What you need to do: A faithful copy of every record is needed here. Images must not appear in it.

Natural language region descriptions

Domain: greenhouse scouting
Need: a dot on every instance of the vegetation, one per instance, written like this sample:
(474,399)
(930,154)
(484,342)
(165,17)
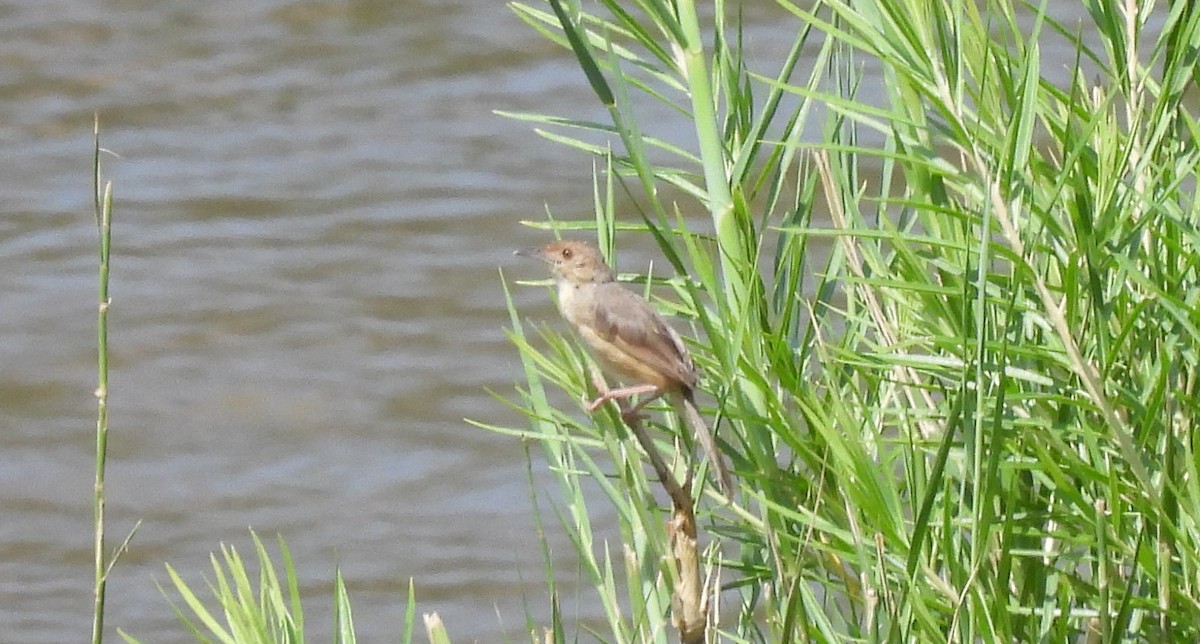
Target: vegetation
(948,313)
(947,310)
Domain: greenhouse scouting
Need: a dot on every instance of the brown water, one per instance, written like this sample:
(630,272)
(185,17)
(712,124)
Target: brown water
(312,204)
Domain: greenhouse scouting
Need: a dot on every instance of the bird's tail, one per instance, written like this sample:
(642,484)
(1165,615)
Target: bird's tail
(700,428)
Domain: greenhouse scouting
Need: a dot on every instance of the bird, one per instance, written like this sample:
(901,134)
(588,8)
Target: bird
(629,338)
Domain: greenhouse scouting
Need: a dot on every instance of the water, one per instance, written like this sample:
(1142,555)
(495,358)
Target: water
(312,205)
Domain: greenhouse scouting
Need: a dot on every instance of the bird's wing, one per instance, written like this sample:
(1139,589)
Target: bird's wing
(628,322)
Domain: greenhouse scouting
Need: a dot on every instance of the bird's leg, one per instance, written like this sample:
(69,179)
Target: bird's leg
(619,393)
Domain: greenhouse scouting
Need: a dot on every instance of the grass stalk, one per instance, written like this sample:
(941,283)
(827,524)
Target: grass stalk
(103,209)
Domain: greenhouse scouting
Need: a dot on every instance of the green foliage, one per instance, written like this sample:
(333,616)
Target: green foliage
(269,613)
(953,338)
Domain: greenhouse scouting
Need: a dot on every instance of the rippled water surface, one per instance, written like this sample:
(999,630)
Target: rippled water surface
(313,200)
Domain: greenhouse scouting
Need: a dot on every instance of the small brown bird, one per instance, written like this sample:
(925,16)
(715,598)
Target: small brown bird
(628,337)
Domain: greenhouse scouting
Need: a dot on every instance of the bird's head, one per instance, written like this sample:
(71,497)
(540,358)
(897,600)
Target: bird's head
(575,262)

Answer to the problem:
Domain: greenhouse scouting
Need: a dot on every instance of the vegetation, one per instance, written like this sample:
(474,399)
(930,154)
(484,342)
(165,17)
Target: vegetation
(948,313)
(947,310)
Domain: greenhouse scouting
Need: a dot on every instance of the brown water, one per instance, written like this sample:
(630,272)
(185,17)
(712,124)
Target: brown water
(312,204)
Domain: greenhouse scouting
Need: a dot on every instance of the bird's tail, one per instance, written like this sample:
(642,484)
(1165,615)
Target: bird's tail
(700,428)
Domain: greenhouse scouting
Need: a dot on every instance of the bird, one per instance, written like this sample:
(901,134)
(588,8)
Target: bird
(629,338)
Domain: greenhouse scouting
Need: a dot on every instance of the water, one per instance, written like this sample:
(1142,555)
(495,358)
Target: water
(312,205)
Domain: greenhouse scouting
Need: a dot on every instance of the bird's wing, one per instance, written like this sample:
(1139,589)
Target: bird's wing
(628,322)
Domain: greenhouse scouting
Need: a dot on every instance of the bird's leg, one per instance, written like this sample:
(69,179)
Target: bird's leg
(619,393)
Domain: greenhouse scouting
Need: a dot on every instance of the grass stalk, one per instance, written like this sample:
(941,283)
(827,524)
Target: grass stalk
(103,209)
Domain: greenhouse scouting
Need: a dot on every instance of the green foliage, one per instance, written like this sample:
(333,616)
Target: green foliage
(269,613)
(953,338)
Domain: greenhouse scouting
Need: a dot on every instance of the rippled water surface, one per instance, written like this sample:
(999,630)
Target: rippled water surface
(313,200)
Domain: greenhouse scouting
Need: a dot on every instance of the small brown bird, one per instance, written like this sample:
(925,16)
(715,598)
Target: small brown bird
(628,337)
Domain: greenhouse scouting
Need: a dot on every instance of the bird's head, one per instance, written like this sample:
(71,497)
(540,358)
(897,600)
Target: bird's head
(575,262)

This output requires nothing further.